- [YOUR GOAL]:
Write out the whole listing again, exactly.

- [DATA FOR THIS TASK]:

- - -

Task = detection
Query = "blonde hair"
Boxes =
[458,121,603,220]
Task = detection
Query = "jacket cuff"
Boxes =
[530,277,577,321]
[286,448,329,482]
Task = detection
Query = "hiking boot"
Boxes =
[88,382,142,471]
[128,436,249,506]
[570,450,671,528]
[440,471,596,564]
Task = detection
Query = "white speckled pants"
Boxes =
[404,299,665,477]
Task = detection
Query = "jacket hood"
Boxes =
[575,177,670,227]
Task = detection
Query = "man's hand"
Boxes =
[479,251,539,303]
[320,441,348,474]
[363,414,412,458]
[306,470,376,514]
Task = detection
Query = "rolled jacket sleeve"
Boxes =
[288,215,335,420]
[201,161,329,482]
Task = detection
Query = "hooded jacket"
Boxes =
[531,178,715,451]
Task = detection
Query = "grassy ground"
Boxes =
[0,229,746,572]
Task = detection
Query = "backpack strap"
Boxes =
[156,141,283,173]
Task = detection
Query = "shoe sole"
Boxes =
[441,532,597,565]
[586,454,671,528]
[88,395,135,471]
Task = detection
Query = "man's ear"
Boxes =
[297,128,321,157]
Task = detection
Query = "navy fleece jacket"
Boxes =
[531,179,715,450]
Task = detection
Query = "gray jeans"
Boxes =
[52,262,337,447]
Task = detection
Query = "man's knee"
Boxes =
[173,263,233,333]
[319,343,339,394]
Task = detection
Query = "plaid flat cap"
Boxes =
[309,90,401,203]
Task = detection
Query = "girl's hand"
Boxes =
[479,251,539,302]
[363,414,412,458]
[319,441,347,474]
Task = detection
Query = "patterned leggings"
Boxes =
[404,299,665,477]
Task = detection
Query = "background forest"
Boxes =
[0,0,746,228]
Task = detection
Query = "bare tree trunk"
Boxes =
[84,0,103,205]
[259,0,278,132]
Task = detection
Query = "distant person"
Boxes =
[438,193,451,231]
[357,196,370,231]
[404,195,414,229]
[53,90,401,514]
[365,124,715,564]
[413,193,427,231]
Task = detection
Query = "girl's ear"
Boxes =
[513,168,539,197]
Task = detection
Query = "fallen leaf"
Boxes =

- - -

- [RESULT OF THE EXERCISE]:
Task = detection
Query = "blonde hair"
Boxes =
[458,121,603,220]
Task = detection
Query = "jacket cuff"
Boxes =
[530,277,577,321]
[286,448,329,482]
Task = detection
Query = "hiking boot"
Boxes =
[88,382,142,471]
[128,436,249,506]
[570,450,671,528]
[440,471,596,564]
Task = detection
Query = "white speckled pants"
Boxes =
[404,299,665,477]
Task = detection
Query = "jacket hood"
Boxes =
[575,177,670,227]
Task = detection
Query = "man's hand"
Boxes =
[479,251,539,303]
[320,441,348,474]
[363,414,412,458]
[306,470,376,514]
Task = detection
Query = "rolled jacket sleeve"
Boxes =
[288,215,335,420]
[201,161,329,482]
Task = detection
Query = "hooded jacket"
Boxes =
[531,178,715,451]
Task = detection
Query = "grassy ground"
Boxes =
[0,229,746,572]
Task = detection
Query = "backpack strap"
Boxes =
[156,141,283,173]
Task = detection
Query = "shoe sole"
Boxes =
[441,532,597,565]
[586,454,671,528]
[88,395,135,471]
Task = detection
Query = "man's ear"
Boxes =
[297,128,321,157]
Task = detection
Query = "navy fleece jacket"
Boxes =
[531,179,715,450]
Task = detection
Query = "gray jeans"
Boxes =
[52,262,337,447]
Task = detection
Query = "man's knee"
Boxes =
[173,263,233,333]
[319,343,339,394]
Task = detection
Query = "plaid flat cap"
Boxes =
[309,90,401,203]
Task = detection
Query = "girl's hand"
Boxes =
[479,251,539,302]
[363,414,412,458]
[319,441,347,474]
Task = detection
Query = "patterned leggings"
Boxes =
[404,299,665,477]
Task = detection
Query = "background forest"
Boxes =
[0,0,746,228]
Task = detection
Query = "bare tree trunk"
Boxes =
[84,0,103,205]
[259,0,278,132]
Task = detection
Query = "distant person"
Boxes =
[438,193,451,231]
[357,196,370,231]
[404,195,414,229]
[53,90,401,514]
[365,124,715,564]
[413,193,427,231]
Task = detection
Query = "girl's ear"
Boxes =
[513,168,539,197]
Task = detection
Query = "fallen leaf"
Boxes =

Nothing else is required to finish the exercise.